Interview: Levi The Poet on Pornography, Poetry and Pfaith
Published on April 27, 2012
BL: I’ve got to be honest; I’m new to Levi the Poet. I recently came across your YouTube video entitled, “Pretty in Pornography” and was really captivated by it. For those who aren’t familiar with the work God has entrusted you with, who is Levi the Poet?
LTP: First of all, thank you. Frankly, it is a miracle to me that anyone cares about this project, and I have no other option than to come back to a place of humility and worship directed at the God who remains to true to his promises – namely, that he uses foolish things (a 22 year old with plugs and a loud mouth) to accomplish his goals.
I am Levi, and I am some sort of poet, so one day I was driving in a car with my now-wife, and we figured the most logical thing to call this project would be: Levi The Poet (if that’s any indication of my creativity, feel free to stop reading this interview right now! Haha!). I had been writing for years, mostly because I consider myself a relatively introverted person, and to think that God would have me speaking in front of people for a living is proof that 1) he has a real sense of humor and 2) he is not a liar to say that his plans are better than ours, because there is no possible way I would’ve ever imagined myself doing anything like this, and he has been so kind through it all.
Levi The Poet is realistic, repentant and redemptive. That’s the mission. That’s what I want all of my material to be – a means of pointing to the End, whose name in Jesus. Sometimes, realism makes people uncomfortable because it inevitably leads to transparency about topics or circumstances that we’d otherwise avoid. Public repentance makes us squeamish, and I get that. But Jesus is our redemptive hope, and the Bible says that there is joy before the angels of God when even one sinner repents, and that no one who takes refuge in the Lord will be condemned.
I think Levi The Poet is the story of how I’ve had no choice in life other than to take refuge in the Lord, Jesus Christ, who has kindly pursued and graciously saved me.
BL: You’re living the tour life right now and in looking at upcoming shows, you’re absolutely everywhere. How has touring been for you spiritually? Mentally? Is there anything you specifically do to stay grounded while on tour?

■ ■ ■

**Tasks to perform**
1. Translate this sentence from the Levi The Poet interview into Spanish: "Levi The Poet is realistic, repentant and redemptive."
2. In the Levi The Poet interview, which qualities are named as the project's mission?
3. Carry on the Levi The Poet interview from its last line.
The entries after this point are separate material, unrelated to the interview.

**Labeled region entries**
■ ■ ■

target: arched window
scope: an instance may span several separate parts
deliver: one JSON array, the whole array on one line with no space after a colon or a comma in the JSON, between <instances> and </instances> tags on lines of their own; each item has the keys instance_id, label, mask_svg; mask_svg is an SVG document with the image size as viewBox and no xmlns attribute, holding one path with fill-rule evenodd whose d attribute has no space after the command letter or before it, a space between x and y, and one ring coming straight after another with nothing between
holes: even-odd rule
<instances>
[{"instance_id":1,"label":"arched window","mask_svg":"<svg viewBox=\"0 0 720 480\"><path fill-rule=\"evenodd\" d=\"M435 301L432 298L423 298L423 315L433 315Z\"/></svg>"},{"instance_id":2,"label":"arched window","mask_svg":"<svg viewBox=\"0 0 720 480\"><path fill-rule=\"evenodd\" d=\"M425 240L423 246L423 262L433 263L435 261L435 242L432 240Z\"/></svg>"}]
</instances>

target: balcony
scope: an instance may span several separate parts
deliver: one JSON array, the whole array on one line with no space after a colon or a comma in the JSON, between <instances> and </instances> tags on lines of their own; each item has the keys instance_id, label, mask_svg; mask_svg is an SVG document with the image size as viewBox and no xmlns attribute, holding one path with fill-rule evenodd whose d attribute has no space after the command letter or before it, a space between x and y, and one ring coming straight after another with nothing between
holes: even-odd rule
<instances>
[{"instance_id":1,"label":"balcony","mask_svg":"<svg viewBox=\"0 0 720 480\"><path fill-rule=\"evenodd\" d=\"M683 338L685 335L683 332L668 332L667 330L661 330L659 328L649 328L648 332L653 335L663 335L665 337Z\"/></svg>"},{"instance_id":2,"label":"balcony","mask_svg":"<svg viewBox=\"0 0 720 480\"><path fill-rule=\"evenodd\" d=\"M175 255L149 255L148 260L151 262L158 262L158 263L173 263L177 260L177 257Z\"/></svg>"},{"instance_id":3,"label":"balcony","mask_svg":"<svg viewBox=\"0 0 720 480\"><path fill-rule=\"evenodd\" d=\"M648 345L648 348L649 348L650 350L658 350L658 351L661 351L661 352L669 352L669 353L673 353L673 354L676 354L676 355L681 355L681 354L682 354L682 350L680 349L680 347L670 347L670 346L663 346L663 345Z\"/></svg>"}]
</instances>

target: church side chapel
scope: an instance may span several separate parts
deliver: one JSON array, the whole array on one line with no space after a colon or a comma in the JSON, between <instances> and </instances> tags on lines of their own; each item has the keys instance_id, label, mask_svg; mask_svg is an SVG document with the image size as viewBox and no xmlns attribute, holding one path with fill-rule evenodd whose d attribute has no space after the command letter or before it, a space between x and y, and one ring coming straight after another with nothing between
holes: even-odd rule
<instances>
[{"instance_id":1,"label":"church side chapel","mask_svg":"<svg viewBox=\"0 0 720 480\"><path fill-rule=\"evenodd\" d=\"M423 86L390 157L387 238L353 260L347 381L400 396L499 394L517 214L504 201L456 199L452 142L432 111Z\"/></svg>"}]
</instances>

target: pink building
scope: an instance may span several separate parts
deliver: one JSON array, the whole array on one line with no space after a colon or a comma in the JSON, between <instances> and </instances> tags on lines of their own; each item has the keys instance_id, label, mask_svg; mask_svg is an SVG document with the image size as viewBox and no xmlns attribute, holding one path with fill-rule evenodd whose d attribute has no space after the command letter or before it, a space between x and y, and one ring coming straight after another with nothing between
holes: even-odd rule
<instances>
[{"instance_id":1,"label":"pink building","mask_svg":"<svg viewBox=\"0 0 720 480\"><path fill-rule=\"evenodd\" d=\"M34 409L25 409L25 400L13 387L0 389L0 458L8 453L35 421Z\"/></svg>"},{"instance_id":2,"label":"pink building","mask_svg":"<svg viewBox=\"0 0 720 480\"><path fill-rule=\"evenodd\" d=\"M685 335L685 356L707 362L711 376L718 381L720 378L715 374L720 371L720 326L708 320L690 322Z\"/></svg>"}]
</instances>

■ ■ ■

**Expected results**
1. Levi The Poet es realista, arrepentido y redentor.

2.
- realistic
- repentant
- redemptive

3.
LTP: Great question. Touring can be really difficult spiritually, emotionally, mentally, and physically. I’m probably sick at least once on every tour – so I’ve either got the most miserable immune system in existence, or it is allergies, and I just haven’t figured out what works yet!
I’d say that one of the most difficult things about the tour life, for me, is being away from our regular community at home – being away from our friends and family, and our church body. Thankfully, my wife and I are involved in a church at home that really utilizes the technology we have available today, and we’re able to stay up on the teachings we’re going through. I always try to connect with our community group, or an elder back home and talk through what is happening on tour. But you definitely have to be deliberate about it. I have to make a conscious decision to pursue prayer and intimacy with Christ, and with Brandi, because there isn’t a lot of consistency to get rooted into – to create a schedule that might be more doable at home.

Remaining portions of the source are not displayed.